- _Requirement_
Convert all of the data below into a numbered list with one line per item, leaving out any blank lines.

★ ★ ★

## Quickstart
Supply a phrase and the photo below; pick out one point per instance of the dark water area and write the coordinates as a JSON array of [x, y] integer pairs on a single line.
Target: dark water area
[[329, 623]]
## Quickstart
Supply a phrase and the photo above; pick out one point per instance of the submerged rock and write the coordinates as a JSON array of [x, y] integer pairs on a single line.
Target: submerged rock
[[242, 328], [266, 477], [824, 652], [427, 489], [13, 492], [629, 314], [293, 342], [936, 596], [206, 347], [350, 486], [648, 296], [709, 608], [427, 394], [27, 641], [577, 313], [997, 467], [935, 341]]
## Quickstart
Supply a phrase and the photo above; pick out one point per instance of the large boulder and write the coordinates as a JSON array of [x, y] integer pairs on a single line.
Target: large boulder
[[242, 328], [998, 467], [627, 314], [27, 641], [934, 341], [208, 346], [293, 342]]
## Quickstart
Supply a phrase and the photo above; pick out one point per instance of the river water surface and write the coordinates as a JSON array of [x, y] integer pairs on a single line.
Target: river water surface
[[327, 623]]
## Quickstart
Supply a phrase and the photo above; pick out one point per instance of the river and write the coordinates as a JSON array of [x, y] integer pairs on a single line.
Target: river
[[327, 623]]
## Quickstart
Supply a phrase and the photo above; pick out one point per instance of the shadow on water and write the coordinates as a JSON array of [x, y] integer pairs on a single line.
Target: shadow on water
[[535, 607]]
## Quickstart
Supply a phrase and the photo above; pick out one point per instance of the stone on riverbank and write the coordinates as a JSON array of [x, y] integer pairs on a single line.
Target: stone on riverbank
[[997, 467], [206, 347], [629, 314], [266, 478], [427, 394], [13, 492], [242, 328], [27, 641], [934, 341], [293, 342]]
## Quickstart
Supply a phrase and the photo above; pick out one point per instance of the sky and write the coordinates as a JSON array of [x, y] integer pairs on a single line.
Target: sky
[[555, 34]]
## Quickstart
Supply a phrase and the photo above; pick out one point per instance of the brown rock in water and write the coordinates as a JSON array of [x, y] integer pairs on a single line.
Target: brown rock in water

★ ★ ★

- _Output below_
1. ## Quickstart
2. Supply a phrase and the photo below; pick out one point per instance of the dark water area and write the coordinates as a JSON array of [x, y] integer pairs on a single line.
3. Target: dark water area
4. [[329, 623]]
5. ## Quickstart
6. Supply a phrase and the photo above; pick out one point per instance of the submerged rock and write the coordinates as a JSON array of [x, y] integer pairs on a single line.
7. Target: submerged rock
8. [[242, 328], [266, 477], [824, 652], [427, 489], [13, 492], [629, 314], [293, 342], [936, 596], [206, 347], [350, 486], [648, 296], [709, 608], [427, 394], [27, 641], [577, 313], [997, 467], [935, 341]]
9. ## Quickstart
10. Supply a phrase and the photo above; pick out one point per instance of the large boulder and write the coordinates as a JSON array of [x, y] integer pairs on a single line.
11. Target: large boulder
12. [[242, 328], [998, 467], [627, 314], [27, 641], [934, 341], [208, 346], [293, 342]]
13. ## Quickstart
14. Supply a phrase and the photo above; pick out one point per instance of the river water surface and write the coordinates as a JSON array of [x, y] integer pairs on a single line.
15. Target: river water surface
16. [[327, 623]]
17. ## Quickstart
18. Supply a phrase and the photo above; pick out one point per instance of the river and write the coordinates as a JSON array of [x, y] integer pairs on a single line.
19. Target: river
20. [[327, 623]]
21. ## Quickstart
22. Supply a phrase and the photo above; pick out one point per instance of the shadow on water and write the coordinates as a JSON array of [x, y] integer pairs on a single line.
23. Target: shadow on water
24. [[535, 607]]
25. ## Quickstart
26. Supply a phrase and the photo above; pick out one point per instance of the stone on riverbank and write the coordinates as a JSON array of [x, y] integer pairs on a single line.
27. Target: stone on riverbank
28. [[997, 467], [206, 347], [629, 314], [266, 478], [427, 394], [13, 492], [242, 328], [27, 641], [934, 341], [293, 342]]
29. ## Quickstart
30. Supply a phrase and the photo above; pick out one point per instance of the sky and write the coordinates as a JSON array of [x, y] integer pairs on a single line.
31. Target: sky
32. [[555, 34]]
33. ## Quickstart
34. Supply a phrase and the photo above; pick out one point per instance of the brown rock in water and write the coordinates as a JSON array of [x, y] integer pairs on a single line.
35. Target: brown rock in water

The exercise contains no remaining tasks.